EXTRACTED DATA:
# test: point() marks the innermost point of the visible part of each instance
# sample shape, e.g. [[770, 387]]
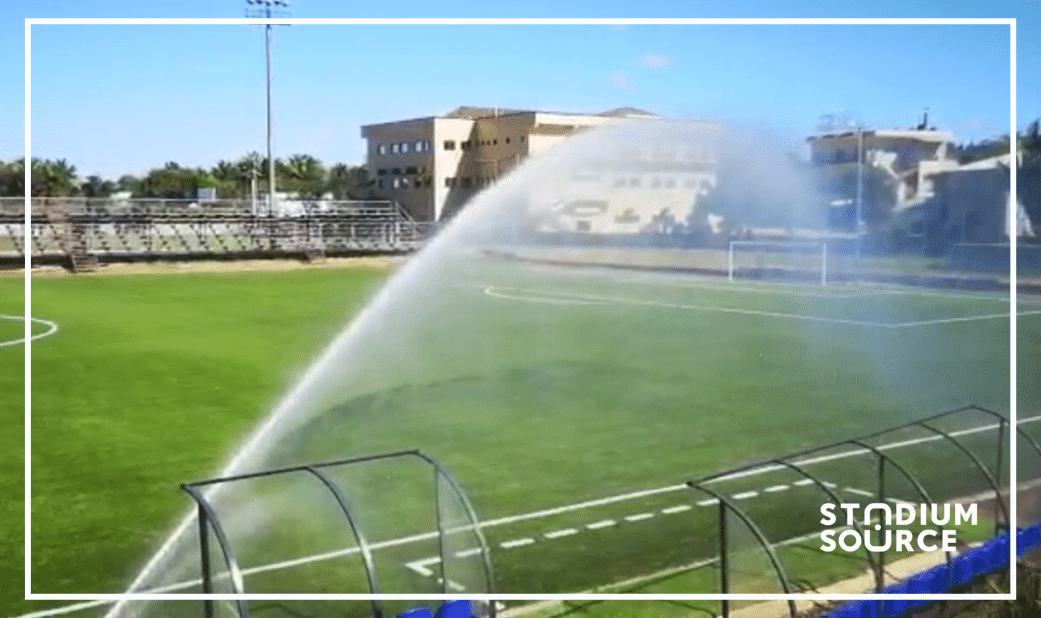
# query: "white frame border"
[[105, 598]]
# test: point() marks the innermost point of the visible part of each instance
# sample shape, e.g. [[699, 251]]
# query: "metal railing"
[[108, 229]]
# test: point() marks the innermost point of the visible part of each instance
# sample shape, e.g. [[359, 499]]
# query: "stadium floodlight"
[[789, 259], [269, 9]]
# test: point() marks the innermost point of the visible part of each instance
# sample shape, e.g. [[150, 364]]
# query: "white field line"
[[623, 301], [763, 286], [53, 329], [965, 318], [561, 533], [539, 295], [550, 512], [536, 299]]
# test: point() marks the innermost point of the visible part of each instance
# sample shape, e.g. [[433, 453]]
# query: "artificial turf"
[[602, 385]]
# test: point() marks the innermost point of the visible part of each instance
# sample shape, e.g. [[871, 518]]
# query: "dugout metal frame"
[[208, 520], [993, 478]]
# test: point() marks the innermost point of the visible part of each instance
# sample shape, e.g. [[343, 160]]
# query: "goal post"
[[801, 259]]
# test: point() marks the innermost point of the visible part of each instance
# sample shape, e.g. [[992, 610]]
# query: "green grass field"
[[538, 388]]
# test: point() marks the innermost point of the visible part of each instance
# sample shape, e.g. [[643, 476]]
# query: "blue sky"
[[122, 99]]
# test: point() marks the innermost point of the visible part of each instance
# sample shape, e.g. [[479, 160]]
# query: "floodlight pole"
[[860, 186], [268, 9], [271, 159]]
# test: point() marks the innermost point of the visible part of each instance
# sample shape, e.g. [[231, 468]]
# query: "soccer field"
[[570, 404]]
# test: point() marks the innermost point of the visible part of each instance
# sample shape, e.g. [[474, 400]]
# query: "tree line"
[[302, 175]]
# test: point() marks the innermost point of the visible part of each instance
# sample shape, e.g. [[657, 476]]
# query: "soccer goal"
[[778, 260]]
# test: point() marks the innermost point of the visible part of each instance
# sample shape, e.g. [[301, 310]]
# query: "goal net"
[[778, 260]]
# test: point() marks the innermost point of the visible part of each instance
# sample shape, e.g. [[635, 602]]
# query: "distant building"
[[971, 204], [908, 157], [433, 165]]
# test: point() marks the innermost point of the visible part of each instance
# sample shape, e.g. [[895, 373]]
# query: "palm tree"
[[13, 178], [306, 173], [53, 179]]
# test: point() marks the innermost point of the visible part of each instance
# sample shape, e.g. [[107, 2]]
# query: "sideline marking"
[[53, 329], [582, 299]]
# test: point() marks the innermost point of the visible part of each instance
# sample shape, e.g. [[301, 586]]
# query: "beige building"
[[433, 165], [910, 157]]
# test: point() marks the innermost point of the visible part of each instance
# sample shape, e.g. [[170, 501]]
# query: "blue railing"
[[962, 570]]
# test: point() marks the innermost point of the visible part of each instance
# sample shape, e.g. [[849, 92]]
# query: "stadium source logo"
[[881, 526]]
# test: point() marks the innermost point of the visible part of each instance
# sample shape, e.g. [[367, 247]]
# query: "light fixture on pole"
[[269, 9], [860, 186]]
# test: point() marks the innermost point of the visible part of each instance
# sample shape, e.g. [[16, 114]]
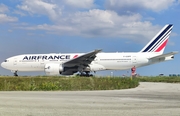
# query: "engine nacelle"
[[53, 69], [95, 67]]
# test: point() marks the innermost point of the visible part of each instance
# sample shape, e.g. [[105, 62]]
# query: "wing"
[[164, 55], [83, 60]]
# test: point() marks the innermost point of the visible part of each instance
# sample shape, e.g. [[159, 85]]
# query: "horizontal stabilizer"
[[164, 55]]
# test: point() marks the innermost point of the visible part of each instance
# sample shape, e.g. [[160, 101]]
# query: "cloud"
[[94, 22], [5, 18], [40, 7], [100, 23], [3, 8], [85, 4], [129, 6]]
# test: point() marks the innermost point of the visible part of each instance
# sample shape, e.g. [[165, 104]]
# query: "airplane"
[[85, 63]]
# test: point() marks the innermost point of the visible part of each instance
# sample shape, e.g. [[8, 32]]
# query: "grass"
[[45, 83], [166, 79]]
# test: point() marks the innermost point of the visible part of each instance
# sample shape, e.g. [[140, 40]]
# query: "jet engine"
[[53, 69]]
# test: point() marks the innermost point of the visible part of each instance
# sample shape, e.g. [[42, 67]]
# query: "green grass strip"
[[65, 83]]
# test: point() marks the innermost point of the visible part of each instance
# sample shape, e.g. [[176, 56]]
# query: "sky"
[[68, 26]]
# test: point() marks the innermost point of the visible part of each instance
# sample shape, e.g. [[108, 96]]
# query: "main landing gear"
[[85, 74]]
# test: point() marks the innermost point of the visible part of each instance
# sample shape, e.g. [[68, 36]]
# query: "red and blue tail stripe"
[[158, 43]]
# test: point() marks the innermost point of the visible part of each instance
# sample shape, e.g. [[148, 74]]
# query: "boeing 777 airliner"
[[84, 63]]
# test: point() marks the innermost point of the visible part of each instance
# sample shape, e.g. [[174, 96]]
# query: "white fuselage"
[[103, 61]]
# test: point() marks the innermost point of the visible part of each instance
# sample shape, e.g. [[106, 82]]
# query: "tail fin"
[[158, 43]]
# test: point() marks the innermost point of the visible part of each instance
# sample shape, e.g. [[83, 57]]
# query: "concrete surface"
[[149, 99]]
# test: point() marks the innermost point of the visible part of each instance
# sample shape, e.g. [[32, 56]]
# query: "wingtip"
[[98, 50]]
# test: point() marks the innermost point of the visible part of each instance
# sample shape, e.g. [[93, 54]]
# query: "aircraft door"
[[134, 60]]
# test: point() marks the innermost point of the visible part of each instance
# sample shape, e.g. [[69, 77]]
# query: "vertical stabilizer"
[[159, 41]]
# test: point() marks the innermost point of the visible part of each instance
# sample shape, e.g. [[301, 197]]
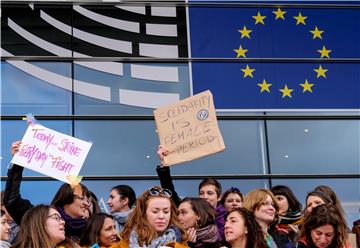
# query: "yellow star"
[[286, 91], [259, 18], [320, 72], [248, 71], [264, 86], [316, 33], [306, 86], [324, 52], [240, 52], [279, 14], [300, 19], [245, 32]]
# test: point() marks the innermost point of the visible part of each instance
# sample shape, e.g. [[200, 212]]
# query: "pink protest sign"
[[51, 153]]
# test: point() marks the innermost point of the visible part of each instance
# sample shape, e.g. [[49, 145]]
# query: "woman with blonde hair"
[[43, 227], [153, 223], [263, 204]]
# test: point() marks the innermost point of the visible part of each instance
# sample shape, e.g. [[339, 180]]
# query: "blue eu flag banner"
[[277, 34]]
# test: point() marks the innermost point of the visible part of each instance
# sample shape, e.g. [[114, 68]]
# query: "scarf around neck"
[[73, 226], [121, 219], [167, 237]]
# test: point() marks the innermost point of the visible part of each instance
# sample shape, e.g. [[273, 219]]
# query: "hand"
[[162, 152], [15, 147], [192, 234]]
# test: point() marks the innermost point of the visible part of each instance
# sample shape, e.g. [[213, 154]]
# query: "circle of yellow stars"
[[300, 19]]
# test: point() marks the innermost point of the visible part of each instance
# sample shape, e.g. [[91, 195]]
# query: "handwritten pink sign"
[[51, 153]]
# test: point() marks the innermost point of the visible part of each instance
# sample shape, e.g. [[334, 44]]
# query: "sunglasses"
[[159, 191]]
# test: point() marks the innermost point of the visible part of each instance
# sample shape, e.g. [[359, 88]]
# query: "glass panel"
[[12, 131], [128, 89], [308, 147], [129, 148], [41, 88], [36, 29], [348, 191], [130, 31]]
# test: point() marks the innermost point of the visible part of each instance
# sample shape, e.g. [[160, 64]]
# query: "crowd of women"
[[159, 218]]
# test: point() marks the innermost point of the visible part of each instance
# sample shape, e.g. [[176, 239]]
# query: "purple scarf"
[[73, 227]]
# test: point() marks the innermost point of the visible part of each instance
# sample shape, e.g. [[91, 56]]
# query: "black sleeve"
[[167, 183], [15, 205]]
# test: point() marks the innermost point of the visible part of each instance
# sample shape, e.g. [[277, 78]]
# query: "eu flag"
[[289, 39]]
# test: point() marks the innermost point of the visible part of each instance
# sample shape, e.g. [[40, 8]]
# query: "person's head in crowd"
[[286, 200], [210, 190], [243, 231], [73, 200], [122, 198], [100, 229], [153, 219], [196, 212], [4, 227], [232, 199], [42, 227], [327, 190], [324, 227], [262, 203], [316, 198]]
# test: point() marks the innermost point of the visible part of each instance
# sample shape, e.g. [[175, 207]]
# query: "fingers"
[[15, 147], [192, 234]]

DIRECTIONS:
Reproduce the listing word for word, from its first line through the line with "[[789, 259], [269, 9]]", both ends included. Leave the pictures out of your copy.

EXERCISE RESPONSE:
# test: point() marks the innermost point of the visible part of each instance
# sample shape, e.g. [[770, 387]]
# query: "white frame border"
[[105, 598]]
# test: point() marks the innermost point of the visible part of each instance
# sample shape, e.g. [[699, 251]]
# query: "metal railing"
[[108, 229]]
# test: point() marks the innermost point of the visible part of each instance
# sample shape, e.g. [[359, 499]]
# query: "stadium floodlight"
[[789, 259], [269, 9]]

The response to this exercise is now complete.